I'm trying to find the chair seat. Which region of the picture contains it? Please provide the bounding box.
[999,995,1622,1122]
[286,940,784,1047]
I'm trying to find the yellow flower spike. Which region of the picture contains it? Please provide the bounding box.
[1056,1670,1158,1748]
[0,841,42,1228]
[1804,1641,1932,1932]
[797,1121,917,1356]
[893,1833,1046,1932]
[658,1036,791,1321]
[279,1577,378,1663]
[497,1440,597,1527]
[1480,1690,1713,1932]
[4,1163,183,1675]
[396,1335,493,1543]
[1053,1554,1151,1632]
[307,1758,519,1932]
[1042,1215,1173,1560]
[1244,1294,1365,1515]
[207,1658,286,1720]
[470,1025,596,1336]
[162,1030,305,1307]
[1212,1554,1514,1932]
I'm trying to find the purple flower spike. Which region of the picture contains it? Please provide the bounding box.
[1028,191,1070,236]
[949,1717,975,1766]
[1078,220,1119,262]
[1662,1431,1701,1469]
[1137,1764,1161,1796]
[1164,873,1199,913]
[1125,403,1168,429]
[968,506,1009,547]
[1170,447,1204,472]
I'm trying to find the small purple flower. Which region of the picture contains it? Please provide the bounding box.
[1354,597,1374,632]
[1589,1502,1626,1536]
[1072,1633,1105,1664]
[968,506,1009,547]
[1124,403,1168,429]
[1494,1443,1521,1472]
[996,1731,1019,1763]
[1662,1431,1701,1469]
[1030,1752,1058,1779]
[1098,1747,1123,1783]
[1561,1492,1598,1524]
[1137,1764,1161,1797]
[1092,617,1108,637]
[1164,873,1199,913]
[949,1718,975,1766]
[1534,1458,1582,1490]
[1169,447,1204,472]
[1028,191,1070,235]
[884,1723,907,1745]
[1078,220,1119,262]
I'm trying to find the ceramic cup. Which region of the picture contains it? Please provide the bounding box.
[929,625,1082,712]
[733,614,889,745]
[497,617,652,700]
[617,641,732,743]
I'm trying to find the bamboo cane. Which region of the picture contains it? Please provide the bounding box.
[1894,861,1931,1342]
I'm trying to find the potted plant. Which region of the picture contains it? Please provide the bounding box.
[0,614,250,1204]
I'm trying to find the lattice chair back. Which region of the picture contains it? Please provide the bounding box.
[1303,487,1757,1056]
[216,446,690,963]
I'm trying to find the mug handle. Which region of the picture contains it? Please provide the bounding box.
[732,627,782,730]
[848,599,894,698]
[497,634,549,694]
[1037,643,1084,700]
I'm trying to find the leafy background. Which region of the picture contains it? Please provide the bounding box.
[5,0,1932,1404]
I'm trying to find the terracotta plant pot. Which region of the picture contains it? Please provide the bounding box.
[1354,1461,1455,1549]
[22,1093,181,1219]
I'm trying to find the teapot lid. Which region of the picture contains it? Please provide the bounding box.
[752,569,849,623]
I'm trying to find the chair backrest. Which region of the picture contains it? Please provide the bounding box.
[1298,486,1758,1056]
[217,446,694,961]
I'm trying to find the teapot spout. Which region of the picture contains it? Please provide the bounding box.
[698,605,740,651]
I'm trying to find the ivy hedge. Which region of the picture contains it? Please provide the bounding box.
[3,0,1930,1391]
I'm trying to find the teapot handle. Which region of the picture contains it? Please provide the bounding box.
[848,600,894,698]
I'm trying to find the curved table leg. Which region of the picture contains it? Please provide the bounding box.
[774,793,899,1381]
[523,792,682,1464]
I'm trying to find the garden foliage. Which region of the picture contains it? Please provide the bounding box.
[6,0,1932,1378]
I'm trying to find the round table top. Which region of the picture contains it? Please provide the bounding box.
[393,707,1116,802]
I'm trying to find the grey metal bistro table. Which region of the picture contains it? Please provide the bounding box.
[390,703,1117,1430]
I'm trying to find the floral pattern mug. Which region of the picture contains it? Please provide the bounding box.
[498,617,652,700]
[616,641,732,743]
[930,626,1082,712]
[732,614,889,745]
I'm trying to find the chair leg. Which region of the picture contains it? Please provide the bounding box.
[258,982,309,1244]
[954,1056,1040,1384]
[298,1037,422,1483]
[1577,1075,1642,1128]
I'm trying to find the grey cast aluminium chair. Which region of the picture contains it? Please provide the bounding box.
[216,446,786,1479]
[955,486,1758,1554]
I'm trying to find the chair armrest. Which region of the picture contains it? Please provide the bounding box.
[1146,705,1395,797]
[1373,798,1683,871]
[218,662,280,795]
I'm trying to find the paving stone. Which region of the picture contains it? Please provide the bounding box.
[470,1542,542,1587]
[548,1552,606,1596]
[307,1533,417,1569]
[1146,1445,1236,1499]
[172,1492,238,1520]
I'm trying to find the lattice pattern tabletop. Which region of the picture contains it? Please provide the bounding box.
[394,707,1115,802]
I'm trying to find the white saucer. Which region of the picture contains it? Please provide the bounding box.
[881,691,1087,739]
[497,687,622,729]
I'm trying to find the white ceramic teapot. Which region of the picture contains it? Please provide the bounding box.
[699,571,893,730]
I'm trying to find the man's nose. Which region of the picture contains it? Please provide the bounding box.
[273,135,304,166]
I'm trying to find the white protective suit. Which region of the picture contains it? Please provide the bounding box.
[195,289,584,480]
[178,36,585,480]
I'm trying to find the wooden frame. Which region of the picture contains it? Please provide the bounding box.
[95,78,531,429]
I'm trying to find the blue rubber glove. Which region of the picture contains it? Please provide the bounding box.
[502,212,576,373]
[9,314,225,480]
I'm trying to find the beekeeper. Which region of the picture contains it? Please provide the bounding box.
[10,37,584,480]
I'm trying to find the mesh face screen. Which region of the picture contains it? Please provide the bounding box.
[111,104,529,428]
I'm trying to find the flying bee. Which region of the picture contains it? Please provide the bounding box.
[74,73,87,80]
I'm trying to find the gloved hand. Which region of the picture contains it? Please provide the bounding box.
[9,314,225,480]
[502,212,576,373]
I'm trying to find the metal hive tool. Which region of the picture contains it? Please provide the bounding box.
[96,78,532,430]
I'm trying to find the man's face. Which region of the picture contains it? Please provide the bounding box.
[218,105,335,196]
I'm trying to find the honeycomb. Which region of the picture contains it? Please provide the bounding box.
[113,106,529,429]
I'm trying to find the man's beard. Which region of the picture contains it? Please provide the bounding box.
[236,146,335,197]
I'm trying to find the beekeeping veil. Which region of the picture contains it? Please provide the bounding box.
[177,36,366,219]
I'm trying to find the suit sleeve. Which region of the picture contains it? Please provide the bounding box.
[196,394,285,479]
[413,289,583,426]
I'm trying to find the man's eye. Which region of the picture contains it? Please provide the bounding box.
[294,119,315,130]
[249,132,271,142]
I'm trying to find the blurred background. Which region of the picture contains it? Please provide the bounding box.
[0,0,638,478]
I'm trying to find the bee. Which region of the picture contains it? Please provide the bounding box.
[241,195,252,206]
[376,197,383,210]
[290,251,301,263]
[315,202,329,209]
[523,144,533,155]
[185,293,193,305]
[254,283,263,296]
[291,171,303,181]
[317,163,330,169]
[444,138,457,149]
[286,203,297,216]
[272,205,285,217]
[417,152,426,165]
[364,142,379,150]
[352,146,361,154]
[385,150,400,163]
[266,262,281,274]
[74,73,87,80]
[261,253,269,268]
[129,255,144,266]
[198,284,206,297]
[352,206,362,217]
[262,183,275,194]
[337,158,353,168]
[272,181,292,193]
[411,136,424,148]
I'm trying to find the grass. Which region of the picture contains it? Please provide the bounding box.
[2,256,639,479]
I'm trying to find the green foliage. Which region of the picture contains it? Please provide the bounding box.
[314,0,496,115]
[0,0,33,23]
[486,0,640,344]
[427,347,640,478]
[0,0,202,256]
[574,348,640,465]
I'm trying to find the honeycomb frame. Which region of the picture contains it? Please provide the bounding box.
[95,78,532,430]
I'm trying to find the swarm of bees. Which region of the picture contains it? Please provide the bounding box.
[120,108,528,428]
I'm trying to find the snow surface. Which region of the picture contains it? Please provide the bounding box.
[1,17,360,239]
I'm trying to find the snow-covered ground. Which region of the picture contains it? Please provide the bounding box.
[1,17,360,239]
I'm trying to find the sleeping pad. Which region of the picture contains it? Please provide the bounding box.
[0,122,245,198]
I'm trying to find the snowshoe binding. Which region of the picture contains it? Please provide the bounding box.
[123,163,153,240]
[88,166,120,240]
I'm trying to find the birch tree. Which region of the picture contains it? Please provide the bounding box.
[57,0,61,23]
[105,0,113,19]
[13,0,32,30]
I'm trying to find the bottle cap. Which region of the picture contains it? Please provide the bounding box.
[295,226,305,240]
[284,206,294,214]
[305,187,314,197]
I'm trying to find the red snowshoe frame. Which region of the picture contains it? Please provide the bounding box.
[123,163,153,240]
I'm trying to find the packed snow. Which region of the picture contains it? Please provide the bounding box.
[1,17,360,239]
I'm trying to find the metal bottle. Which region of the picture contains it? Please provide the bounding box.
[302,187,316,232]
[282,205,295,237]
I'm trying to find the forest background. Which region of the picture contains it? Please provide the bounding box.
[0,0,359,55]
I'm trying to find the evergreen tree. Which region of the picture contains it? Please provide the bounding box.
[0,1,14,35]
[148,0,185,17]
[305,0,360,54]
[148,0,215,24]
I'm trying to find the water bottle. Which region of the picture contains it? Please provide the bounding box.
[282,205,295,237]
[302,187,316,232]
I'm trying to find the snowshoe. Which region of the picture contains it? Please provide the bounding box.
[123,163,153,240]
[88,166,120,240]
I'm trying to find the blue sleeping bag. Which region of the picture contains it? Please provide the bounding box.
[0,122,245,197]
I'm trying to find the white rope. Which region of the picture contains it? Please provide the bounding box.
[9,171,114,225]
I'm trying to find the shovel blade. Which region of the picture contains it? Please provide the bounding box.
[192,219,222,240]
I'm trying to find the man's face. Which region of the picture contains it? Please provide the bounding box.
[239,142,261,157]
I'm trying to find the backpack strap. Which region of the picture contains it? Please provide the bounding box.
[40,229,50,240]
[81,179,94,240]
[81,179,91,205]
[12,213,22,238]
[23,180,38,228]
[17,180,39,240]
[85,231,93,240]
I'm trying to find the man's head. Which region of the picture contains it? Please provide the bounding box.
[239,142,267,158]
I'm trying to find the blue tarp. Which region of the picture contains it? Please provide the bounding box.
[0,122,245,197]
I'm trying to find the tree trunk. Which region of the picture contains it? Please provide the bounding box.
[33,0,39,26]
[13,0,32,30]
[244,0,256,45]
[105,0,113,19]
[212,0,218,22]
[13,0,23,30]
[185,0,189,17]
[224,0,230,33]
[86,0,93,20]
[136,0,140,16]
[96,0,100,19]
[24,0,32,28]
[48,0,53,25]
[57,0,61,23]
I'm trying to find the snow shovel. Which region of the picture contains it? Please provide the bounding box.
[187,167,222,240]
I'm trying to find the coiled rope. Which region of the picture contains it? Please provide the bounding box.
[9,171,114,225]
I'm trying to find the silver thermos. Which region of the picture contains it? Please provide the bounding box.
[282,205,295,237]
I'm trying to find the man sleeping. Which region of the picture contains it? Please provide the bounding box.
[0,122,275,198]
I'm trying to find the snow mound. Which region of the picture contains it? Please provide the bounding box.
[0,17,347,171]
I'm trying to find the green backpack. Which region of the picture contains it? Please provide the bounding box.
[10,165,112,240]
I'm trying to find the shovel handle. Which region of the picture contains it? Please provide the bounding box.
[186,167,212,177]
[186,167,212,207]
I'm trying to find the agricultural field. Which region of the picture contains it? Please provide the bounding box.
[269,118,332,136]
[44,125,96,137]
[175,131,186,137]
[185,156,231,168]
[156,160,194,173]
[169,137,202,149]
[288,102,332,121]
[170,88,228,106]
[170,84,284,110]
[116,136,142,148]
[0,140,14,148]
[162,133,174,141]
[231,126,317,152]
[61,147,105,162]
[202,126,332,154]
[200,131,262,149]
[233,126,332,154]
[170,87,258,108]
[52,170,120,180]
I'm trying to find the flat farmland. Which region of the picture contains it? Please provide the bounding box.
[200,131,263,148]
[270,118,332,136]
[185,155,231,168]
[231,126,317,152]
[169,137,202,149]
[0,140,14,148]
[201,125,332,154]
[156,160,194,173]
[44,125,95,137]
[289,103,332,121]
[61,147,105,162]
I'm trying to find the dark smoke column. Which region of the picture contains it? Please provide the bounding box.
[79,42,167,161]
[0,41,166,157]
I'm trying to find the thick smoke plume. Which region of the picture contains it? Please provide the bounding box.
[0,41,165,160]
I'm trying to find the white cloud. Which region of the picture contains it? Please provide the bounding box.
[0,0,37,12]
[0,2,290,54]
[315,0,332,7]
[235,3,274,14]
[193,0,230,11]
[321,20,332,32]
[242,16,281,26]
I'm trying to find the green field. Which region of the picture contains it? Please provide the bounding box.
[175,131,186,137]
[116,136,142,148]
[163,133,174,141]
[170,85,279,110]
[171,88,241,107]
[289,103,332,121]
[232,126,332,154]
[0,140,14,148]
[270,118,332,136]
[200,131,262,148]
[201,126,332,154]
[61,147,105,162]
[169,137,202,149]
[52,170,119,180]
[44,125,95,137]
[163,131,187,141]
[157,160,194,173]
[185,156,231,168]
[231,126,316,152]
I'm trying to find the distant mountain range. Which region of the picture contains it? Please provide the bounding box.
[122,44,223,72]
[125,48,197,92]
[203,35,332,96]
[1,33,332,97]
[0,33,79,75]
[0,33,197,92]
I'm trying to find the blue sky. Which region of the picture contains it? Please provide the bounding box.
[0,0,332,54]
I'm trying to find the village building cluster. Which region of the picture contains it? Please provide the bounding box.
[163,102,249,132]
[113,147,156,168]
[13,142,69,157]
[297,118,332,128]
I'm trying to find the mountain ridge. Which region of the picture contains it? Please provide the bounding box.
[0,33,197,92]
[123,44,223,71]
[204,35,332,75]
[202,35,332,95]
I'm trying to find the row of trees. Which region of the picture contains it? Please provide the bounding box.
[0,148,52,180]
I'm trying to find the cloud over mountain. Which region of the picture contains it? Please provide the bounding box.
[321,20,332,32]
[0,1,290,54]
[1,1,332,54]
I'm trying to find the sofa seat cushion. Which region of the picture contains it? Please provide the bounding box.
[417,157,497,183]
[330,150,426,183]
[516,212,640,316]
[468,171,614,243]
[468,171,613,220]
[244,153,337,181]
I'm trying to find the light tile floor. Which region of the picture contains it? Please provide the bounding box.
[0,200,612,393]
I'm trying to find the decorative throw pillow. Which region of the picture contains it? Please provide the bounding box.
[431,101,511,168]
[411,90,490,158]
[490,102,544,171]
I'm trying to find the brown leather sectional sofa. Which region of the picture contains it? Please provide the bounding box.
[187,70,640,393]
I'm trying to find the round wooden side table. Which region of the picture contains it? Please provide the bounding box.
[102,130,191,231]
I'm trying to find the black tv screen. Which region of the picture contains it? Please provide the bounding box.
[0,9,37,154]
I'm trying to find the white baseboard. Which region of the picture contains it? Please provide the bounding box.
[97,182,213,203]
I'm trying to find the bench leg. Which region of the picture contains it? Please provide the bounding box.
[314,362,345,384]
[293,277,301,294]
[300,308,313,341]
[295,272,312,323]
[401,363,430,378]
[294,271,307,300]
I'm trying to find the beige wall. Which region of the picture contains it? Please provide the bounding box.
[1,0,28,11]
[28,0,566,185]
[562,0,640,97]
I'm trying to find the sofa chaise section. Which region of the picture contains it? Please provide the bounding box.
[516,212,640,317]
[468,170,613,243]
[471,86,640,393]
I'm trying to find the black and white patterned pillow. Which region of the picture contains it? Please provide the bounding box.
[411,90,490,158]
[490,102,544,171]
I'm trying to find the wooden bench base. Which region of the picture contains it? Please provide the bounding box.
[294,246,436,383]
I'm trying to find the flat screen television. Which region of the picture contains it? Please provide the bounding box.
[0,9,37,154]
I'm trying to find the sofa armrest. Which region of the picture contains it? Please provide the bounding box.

• [Task to carry out]: Please repeat, exactly and only, the lines from the one containing "I'm trying to find the wooden bench" through the last line of the records, both included.

• [Result of the exercise]:
I'm trying to find the wooden bench base. Which region of the picture contains it? Please provide the bounding box.
[294,246,436,383]
I'm trying to find the flat screen television. Which region of the picture contains it? Please provide the bounding box.
[0,9,37,154]
I'm trying to find the sofa armrest. Which region of the picture contains it? Please provide the bounding box.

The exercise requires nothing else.